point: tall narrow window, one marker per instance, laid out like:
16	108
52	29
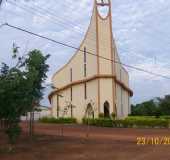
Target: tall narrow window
71	79
85	70
71	74
85	55
85	91
71	94
85	62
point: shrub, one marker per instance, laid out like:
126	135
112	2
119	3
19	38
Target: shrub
101	115
113	115
13	133
58	120
128	123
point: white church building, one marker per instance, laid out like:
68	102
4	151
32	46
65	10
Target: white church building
93	81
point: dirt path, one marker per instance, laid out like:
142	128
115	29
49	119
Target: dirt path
103	143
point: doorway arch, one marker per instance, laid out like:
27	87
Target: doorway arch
106	109
89	111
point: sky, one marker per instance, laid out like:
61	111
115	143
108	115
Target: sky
141	30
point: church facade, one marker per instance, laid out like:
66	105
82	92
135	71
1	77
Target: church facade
93	82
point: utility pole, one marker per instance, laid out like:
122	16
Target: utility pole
0	3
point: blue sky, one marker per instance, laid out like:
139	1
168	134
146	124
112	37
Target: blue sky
141	30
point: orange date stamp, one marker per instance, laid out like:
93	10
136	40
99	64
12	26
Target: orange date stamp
153	141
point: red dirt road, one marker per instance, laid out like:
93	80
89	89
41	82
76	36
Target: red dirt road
103	143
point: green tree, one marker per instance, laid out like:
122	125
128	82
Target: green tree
165	105
21	88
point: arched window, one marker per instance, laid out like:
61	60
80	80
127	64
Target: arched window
89	111
106	109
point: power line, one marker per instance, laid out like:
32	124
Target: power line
78	49
51	15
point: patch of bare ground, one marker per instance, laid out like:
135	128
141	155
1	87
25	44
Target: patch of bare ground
103	143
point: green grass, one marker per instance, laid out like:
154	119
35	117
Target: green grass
58	120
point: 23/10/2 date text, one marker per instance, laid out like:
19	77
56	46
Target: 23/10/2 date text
153	140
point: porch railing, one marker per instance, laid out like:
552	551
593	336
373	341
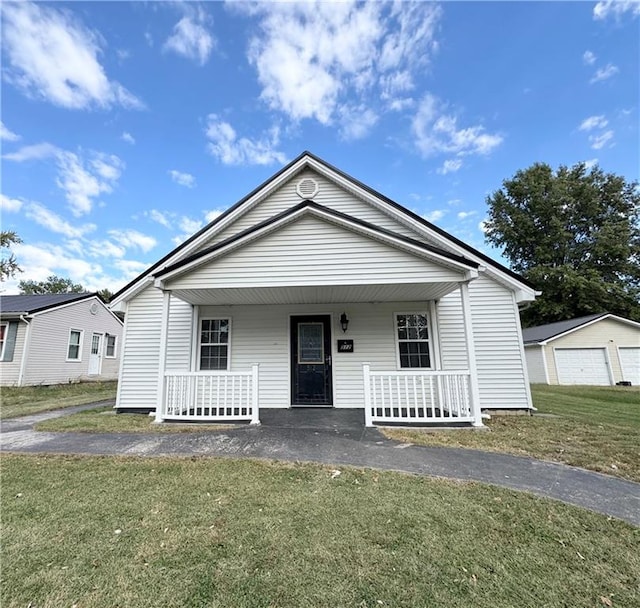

☆ ☆ ☆ ☆ ☆

* _What is needed_
Reproduce verbatim only the segment of the listing bounded by the line containing "point: white church" and the line containing "point: porch railing, one", with both boundary lines included.

* _Reply_
point: white church building, one marker per instance, laid out like:
68	102
4	151
32	46
65	10
Target: white church building
93	81
point: dirt path, one marker per instance, laid out like:
142	128
115	29
49	119
Target: dirt path
103	143
point: doorway arch, one marker per instance, laid out like:
27	87
Target: doorway arch
106	109
89	111
point: sky, one marker per instance, laid out like:
61	111
115	143
108	115
Target: sky
141	30
point: church facade, one marker per instance, laid out like:
66	105
82	92
135	71
1	77
Target: church facade
93	82
point: utility pole, one marker per instance, laid out like:
122	16
Target: utility pole
0	3
point: blue sky, one marker per instance, laid out like:
139	1
168	134
146	124
112	37
Target: blue sky
141	30
point: orange date stamp, one marker per instance, laid out like:
93	10
136	40
99	64
12	26
Target: orange date stamp
153	141
point: red dirt road, one marker per instance, laid out like:
93	80
89	89
41	82
76	36
Target: red dirt road
103	143
point: green tree, one marker per instance, laid out like:
122	125
128	82
Target: green tree
165	105
21	88
point: arched window, one marker per instance, laid out like:
61	60
80	80
127	64
Target: arched window
89	111
106	109
point: power line, one marker per instance, laid out like:
32	124
Target: power line
78	49
51	15
point: patch of bare ground, one marker per instance, laid out like:
135	128
141	155
1	87
25	44
Target: patch of bare ground
103	143
point: green grass, one marker per instance, laid out like:
154	119
35	117
Target: green grass
58	120
point: 23/10/2 date text, one marker per instance, laid out like:
19	77
56	46
Target: 23/10/2 date text
153	140
point: porch railing, one marker per instance, laid out like:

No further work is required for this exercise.